=== EXERCISE DETAILS ===
Repeat every one of the following entries word for word, but leave out the pictures.

-------

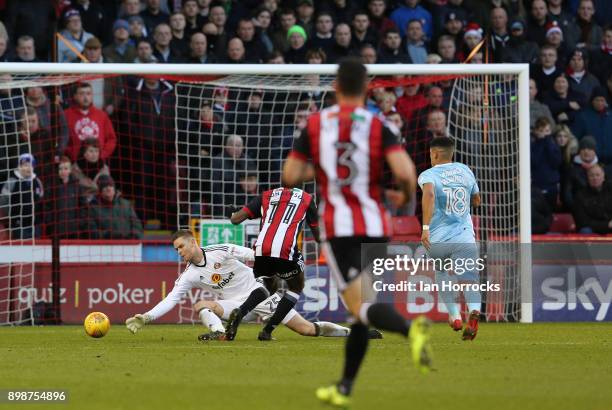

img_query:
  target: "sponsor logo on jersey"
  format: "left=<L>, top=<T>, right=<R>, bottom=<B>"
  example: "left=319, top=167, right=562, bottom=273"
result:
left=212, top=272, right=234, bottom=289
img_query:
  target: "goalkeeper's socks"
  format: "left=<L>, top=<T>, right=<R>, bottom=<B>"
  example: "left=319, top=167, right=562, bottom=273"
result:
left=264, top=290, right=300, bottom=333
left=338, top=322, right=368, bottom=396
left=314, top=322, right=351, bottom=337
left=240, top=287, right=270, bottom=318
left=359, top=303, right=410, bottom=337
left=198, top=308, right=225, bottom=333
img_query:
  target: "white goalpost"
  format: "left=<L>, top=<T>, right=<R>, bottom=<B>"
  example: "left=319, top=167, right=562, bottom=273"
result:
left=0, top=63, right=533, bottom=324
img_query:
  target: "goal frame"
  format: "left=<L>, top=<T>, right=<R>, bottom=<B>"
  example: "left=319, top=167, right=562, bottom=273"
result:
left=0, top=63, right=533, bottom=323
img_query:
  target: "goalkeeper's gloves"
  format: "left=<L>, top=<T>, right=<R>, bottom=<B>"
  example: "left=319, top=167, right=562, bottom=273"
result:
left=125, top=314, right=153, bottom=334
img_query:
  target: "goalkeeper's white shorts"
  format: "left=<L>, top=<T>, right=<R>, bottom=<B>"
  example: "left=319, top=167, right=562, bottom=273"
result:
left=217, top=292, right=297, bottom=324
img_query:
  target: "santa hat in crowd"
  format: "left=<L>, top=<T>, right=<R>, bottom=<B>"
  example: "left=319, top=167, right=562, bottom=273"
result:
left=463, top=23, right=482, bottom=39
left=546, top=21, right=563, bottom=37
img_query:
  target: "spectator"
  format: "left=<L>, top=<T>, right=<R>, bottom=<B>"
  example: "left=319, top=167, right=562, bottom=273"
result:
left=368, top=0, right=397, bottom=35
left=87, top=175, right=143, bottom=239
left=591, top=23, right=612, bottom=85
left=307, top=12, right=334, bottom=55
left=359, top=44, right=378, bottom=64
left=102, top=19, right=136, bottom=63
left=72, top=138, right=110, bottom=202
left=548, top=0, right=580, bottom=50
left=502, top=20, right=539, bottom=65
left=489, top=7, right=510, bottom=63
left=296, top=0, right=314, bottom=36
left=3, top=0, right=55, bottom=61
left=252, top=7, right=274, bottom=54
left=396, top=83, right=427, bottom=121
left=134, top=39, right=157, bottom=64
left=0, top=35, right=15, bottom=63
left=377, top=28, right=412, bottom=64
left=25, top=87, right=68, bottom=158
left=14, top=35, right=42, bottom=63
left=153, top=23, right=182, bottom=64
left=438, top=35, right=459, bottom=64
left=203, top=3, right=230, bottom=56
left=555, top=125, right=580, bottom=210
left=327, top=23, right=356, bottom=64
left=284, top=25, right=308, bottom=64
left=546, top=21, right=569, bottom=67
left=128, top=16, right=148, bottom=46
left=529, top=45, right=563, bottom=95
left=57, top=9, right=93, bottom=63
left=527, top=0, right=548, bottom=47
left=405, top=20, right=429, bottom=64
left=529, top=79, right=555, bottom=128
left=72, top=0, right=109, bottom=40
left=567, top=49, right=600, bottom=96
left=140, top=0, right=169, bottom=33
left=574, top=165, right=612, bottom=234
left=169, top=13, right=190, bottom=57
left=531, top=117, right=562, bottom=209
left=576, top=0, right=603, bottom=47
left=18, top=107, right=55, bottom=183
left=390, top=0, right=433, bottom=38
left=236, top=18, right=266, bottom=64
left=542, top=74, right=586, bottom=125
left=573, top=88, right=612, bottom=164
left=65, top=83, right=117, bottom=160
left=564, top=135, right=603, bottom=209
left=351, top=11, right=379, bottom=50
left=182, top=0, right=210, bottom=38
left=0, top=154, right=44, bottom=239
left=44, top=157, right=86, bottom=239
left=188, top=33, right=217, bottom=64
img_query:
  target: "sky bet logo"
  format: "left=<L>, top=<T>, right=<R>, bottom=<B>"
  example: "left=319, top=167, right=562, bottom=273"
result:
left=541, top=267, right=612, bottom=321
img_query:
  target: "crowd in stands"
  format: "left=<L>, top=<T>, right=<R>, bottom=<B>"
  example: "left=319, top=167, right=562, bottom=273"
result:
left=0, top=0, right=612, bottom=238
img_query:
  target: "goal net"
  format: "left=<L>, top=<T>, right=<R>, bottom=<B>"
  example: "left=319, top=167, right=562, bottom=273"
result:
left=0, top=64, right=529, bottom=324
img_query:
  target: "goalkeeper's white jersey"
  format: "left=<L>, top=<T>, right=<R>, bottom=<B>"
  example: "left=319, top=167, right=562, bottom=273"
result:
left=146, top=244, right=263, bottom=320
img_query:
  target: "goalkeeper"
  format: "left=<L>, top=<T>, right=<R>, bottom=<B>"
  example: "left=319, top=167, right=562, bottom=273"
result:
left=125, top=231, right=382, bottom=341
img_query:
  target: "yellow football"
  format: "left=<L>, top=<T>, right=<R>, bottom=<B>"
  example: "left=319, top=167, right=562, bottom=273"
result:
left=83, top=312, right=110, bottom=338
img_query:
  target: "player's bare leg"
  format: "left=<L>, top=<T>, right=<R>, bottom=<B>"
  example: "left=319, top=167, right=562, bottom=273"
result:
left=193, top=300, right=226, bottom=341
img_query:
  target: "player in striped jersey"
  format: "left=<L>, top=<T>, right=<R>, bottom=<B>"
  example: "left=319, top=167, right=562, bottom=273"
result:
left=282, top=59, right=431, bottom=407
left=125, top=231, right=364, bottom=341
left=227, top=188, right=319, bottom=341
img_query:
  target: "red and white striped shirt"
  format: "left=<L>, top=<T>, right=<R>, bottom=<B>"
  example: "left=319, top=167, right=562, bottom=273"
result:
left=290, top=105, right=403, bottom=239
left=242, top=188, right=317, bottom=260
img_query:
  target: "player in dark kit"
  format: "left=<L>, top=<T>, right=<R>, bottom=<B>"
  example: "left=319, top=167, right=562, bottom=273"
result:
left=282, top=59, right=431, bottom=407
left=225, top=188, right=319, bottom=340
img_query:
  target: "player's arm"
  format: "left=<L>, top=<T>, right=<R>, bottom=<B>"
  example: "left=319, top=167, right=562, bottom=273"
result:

-------

=== EXERCISE OUTPUT ===
img_query:
  target: "sponsor logo on jersey"
  format: "left=<L>, top=<T>, right=<R>, bottom=<B>"
  example: "left=319, top=167, right=562, bottom=273"
result:
left=212, top=272, right=234, bottom=289
img_query:
  target: "goalkeeper's socks"
  format: "left=<L>, top=<T>, right=<R>, bottom=<B>"
  example: "left=319, top=167, right=562, bottom=273"
result:
left=264, top=290, right=300, bottom=333
left=338, top=322, right=368, bottom=396
left=314, top=322, right=351, bottom=337
left=240, top=287, right=270, bottom=318
left=359, top=303, right=410, bottom=337
left=198, top=308, right=225, bottom=333
img_query:
  target: "white goalpost"
  format: "left=<L>, top=<T>, right=<R>, bottom=<B>"
  example: "left=319, top=167, right=562, bottom=273"
result:
left=0, top=63, right=533, bottom=324
img_query:
  target: "goal frame"
  format: "left=<L>, top=<T>, right=<R>, bottom=<B>"
  example: "left=319, top=167, right=562, bottom=273"
result:
left=0, top=63, right=533, bottom=323
img_query:
  target: "goalkeeper's gloves"
  format: "left=<L>, top=<T>, right=<R>, bottom=<B>"
  example: "left=319, top=167, right=562, bottom=273"
result:
left=125, top=314, right=153, bottom=334
img_query:
  target: "goalkeeper's white shorts"
  format: "left=<L>, top=<T>, right=<R>, bottom=<B>"
  example: "left=319, top=167, right=562, bottom=273"
result:
left=217, top=292, right=297, bottom=324
img_query:
  target: "santa hat in crowd"
  format: "left=<L>, top=<T>, right=<R>, bottom=<B>"
  example: "left=319, top=167, right=562, bottom=273"
result:
left=463, top=23, right=482, bottom=39
left=546, top=21, right=563, bottom=37
img_query:
  target: "spectator"
  format: "left=<L>, top=<T>, right=<R>, bottom=<B>"
  example: "left=319, top=167, right=562, bottom=273"
result:
left=368, top=0, right=397, bottom=35
left=87, top=175, right=143, bottom=239
left=591, top=23, right=612, bottom=85
left=307, top=12, right=334, bottom=55
left=359, top=44, right=378, bottom=64
left=102, top=19, right=136, bottom=63
left=72, top=138, right=110, bottom=202
left=548, top=0, right=580, bottom=50
left=502, top=20, right=539, bottom=65
left=489, top=7, right=510, bottom=63
left=296, top=0, right=314, bottom=36
left=3, top=0, right=55, bottom=61
left=252, top=7, right=274, bottom=54
left=396, top=83, right=427, bottom=121
left=134, top=39, right=157, bottom=64
left=0, top=35, right=15, bottom=63
left=377, top=28, right=412, bottom=64
left=25, top=87, right=68, bottom=158
left=14, top=35, right=42, bottom=63
left=153, top=23, right=182, bottom=64
left=438, top=35, right=459, bottom=64
left=203, top=3, right=230, bottom=56
left=555, top=125, right=580, bottom=210
left=327, top=23, right=356, bottom=64
left=284, top=25, right=308, bottom=64
left=546, top=21, right=569, bottom=67
left=128, top=16, right=148, bottom=46
left=529, top=45, right=563, bottom=95
left=57, top=9, right=93, bottom=63
left=527, top=0, right=548, bottom=47
left=405, top=20, right=429, bottom=64
left=529, top=79, right=555, bottom=128
left=72, top=0, right=109, bottom=40
left=567, top=49, right=600, bottom=96
left=140, top=0, right=169, bottom=33
left=574, top=165, right=612, bottom=234
left=169, top=13, right=190, bottom=57
left=531, top=117, right=562, bottom=209
left=576, top=0, right=603, bottom=47
left=18, top=107, right=55, bottom=183
left=390, top=0, right=433, bottom=38
left=236, top=18, right=266, bottom=64
left=542, top=74, right=586, bottom=125
left=573, top=88, right=612, bottom=164
left=65, top=83, right=117, bottom=160
left=564, top=135, right=603, bottom=209
left=351, top=11, right=379, bottom=50
left=182, top=0, right=210, bottom=38
left=0, top=154, right=44, bottom=239
left=44, top=157, right=86, bottom=239
left=188, top=33, right=217, bottom=64
img_query:
  target: "sky bet logo"
  format: "left=<L>, top=<T>, right=<R>, bottom=<B>"
  example: "left=319, top=167, right=562, bottom=273"
result:
left=541, top=267, right=612, bottom=321
img_query:
  target: "crowd in stands"
  format: "left=<L>, top=<T>, right=<R>, bottom=<B>"
  example: "left=319, top=167, right=562, bottom=273"
result:
left=0, top=0, right=612, bottom=238
img_query:
  target: "goal net"
  format: "left=<L>, top=<T>, right=<R>, bottom=<B>"
  example: "left=319, top=167, right=562, bottom=273"
result:
left=0, top=64, right=529, bottom=324
img_query:
  target: "goalkeeper's white jersey"
  format: "left=<L>, top=<T>, right=<R>, bottom=<B>"
  example: "left=319, top=167, right=562, bottom=273"
result:
left=146, top=244, right=263, bottom=320
img_query:
  target: "goalkeeper"
  format: "left=<L>, top=<T>, right=<R>, bottom=<B>"
  example: "left=319, top=167, right=562, bottom=273"
result:
left=125, top=231, right=382, bottom=341
img_query:
  target: "yellow football"
  format: "left=<L>, top=<T>, right=<R>, bottom=<B>"
  example: "left=319, top=167, right=562, bottom=273"
result:
left=83, top=312, right=110, bottom=338
img_query:
  target: "player's bare leg"
  format: "left=<L>, top=<T>, right=<R>, bottom=<B>"
  example: "left=319, top=167, right=562, bottom=273"
result:
left=193, top=300, right=226, bottom=341
img_query:
  target: "player in striped jersey"
  format: "left=<L>, top=<T>, right=<R>, bottom=<B>"
  example: "left=319, top=167, right=562, bottom=273"
result:
left=282, top=59, right=431, bottom=407
left=125, top=231, right=364, bottom=341
left=227, top=188, right=319, bottom=341
img_query:
  target: "red and white striped shirt"
  format: "left=<L>, top=<T>, right=<R>, bottom=<B>"
  example: "left=319, top=167, right=562, bottom=273"
result:
left=290, top=105, right=403, bottom=239
left=242, top=188, right=317, bottom=260
img_query:
  target: "player in dark kit"
  format: "left=<L>, top=<T>, right=<R>, bottom=<B>"
  example: "left=319, top=167, right=562, bottom=273"
result:
left=282, top=59, right=431, bottom=407
left=225, top=188, right=319, bottom=340
img_query:
  target: "player's arm"
  format: "left=<L>, top=<T>, right=<R>, bottom=<B>"
  example: "left=319, top=167, right=562, bottom=273"
result:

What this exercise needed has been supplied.